Consegna 1: Traduci in inglese questa frase del brano sugli zombi al cinema: "Lo zombi non ha né forza di volontà né memoria né uso della parola e viene usato dal bokor come schiavo per i lavori più umili."
Consegna 2: Trascrivi dal brano sugli zombi al cinema la parte che va da "Decisamente trascurati in" fino a "libri usciti sull’argomento.", incluso.

Brano scelto:
I morti viventi hanno popolato il grande schermo sin dagli inizi. Ripercorriamo insieme l’appassionante e spaventosa storia degli zombi al cinema.
Decisamente trascurati in letteratura, specialmente in confronto ad altre creature del soprannaturale come i vampiri o i licantropi, i nostri putrescenti amici zombi sembrano essere strettamente legati alla visualità e all’esperienza sensoriale di gruppo: in altre parole, al cinema. Elencare le centinaia di titoli sull’argomento non avrebbe alcun senso né sarebbe possibile: ci limiteremo quindi a segnalarvi i film più importanti per una ragione o per l’altra, senza alcuna pretesa di fornirvi una guida esaustiva, per la quale vi rimandiamo ai numerosi libri usciti sull’argomento.
La prima opera che possiamo definire strettamente uno ‘zombie-movie’ è “L’isola degli zombies” di Victor Halperin (1932), interpretata dall’allora astro nascente del cinema horror Bela Lugosi, qui nei panni di uno schiavista sui generis, che in un’isola delle Indie Occidentali sfrutta il lavoro di un gruppo di zombi per portare avanti la sua industria. Atmosfere tra l’esotismo e Fritz Lang per un film ancora legato alla concezione ‘haitiana’ di zombi (come tanti altri che seguiranno, tra i quali menzione d’onore per “Ho camminato con uno zombie” (1943) del grande Jacques Tourneur e “Il serpente e l’arcobaleno” (1988) di Wes Craven).
Lo zombi della tradizione voodoo è profondamente diverso dal cadavere cannibale che siamo abituati a vedere da Romero in poi: gli zombi ‘classici’ sono creati da uno stregone (bokor) tramite magia nera o con l’ausilio di potentissime droghe che inducono una morte apparente. Il bokor riesuma la sua vittima dopo un giorno o due e gli somministra un allucinogeno che la ‘resuscita’. Lo zombi non ha né forza di volontà né memoria né uso della parola e viene usato dal bokor come schiavo per i lavori più umili. Un mito (anche se non pochi sostengono abbia basi reali) che è metafora evidente della condizione umana, e che si è spesso colorato di temi sociali.
Nel 1968 tutto questo cambia (e viene sostanzialmente spazzato via nella percezione del pubblico cinematografico) con l’uscita de “La notte dei morti viventi” di George Romero. Girato con apparecchiature rudimentali e un budget ridottissimo in un bianco e nero che fa gelare il sangue nelle vene, è il film che getta le basi di una nuova iconografia dello zombi, mai più messa in discussione e ripresa da centinaia di autori sostanzialmente senza differenze: un morto in putrefazione che assale i vivi per cibarsi di carne umana e capace di diffondere il ‘contagio’.

Estratto della fonte:
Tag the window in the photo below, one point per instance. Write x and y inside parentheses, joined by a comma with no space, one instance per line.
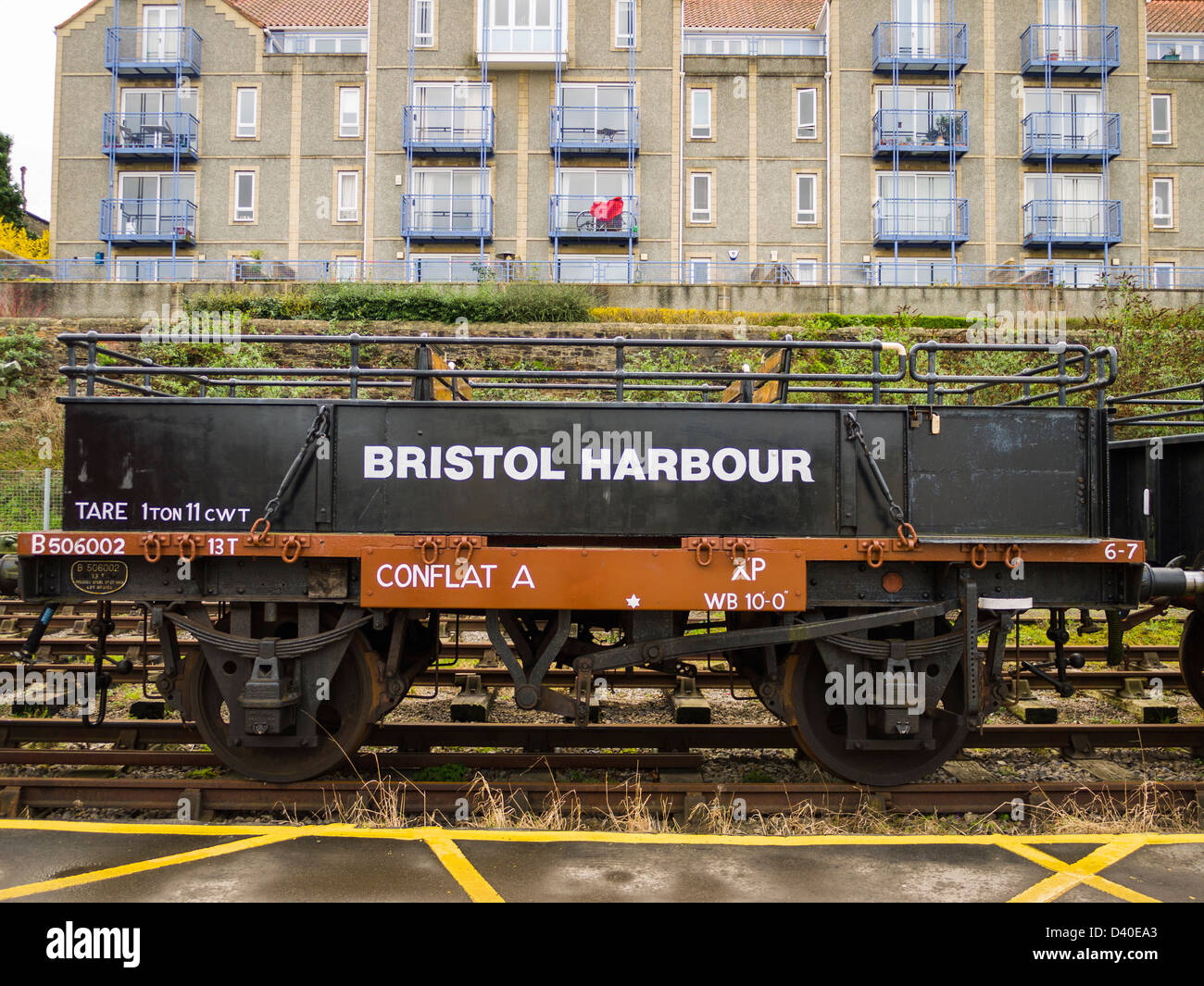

Risposta 1: The zombie has neither willpower nor memory nor the use of speech, and is used by the bokor as a slave for the most menial tasks.

Risposta 2:
Decisamente trascurati in letteratura, specialmente in confronto ad altre creature del soprannaturale come i vampiri o i licantropi, i nostri putrescenti amici zombi sembrano essere strettamente legati alla visualità e all’esperienza sensoriale di gruppo: in altre parole, al cinema. Elencare le centinaia di titoli sull’argomento non avrebbe alcun senso né sarebbe possibile: ci limiteremo quindi a segnalarvi i film più importanti per una ragione o per l’altra, senza alcuna pretesa di fornirvi una guida esaustiva, per la quale vi rimandiamo ai numerosi libri usciti sull’argomento.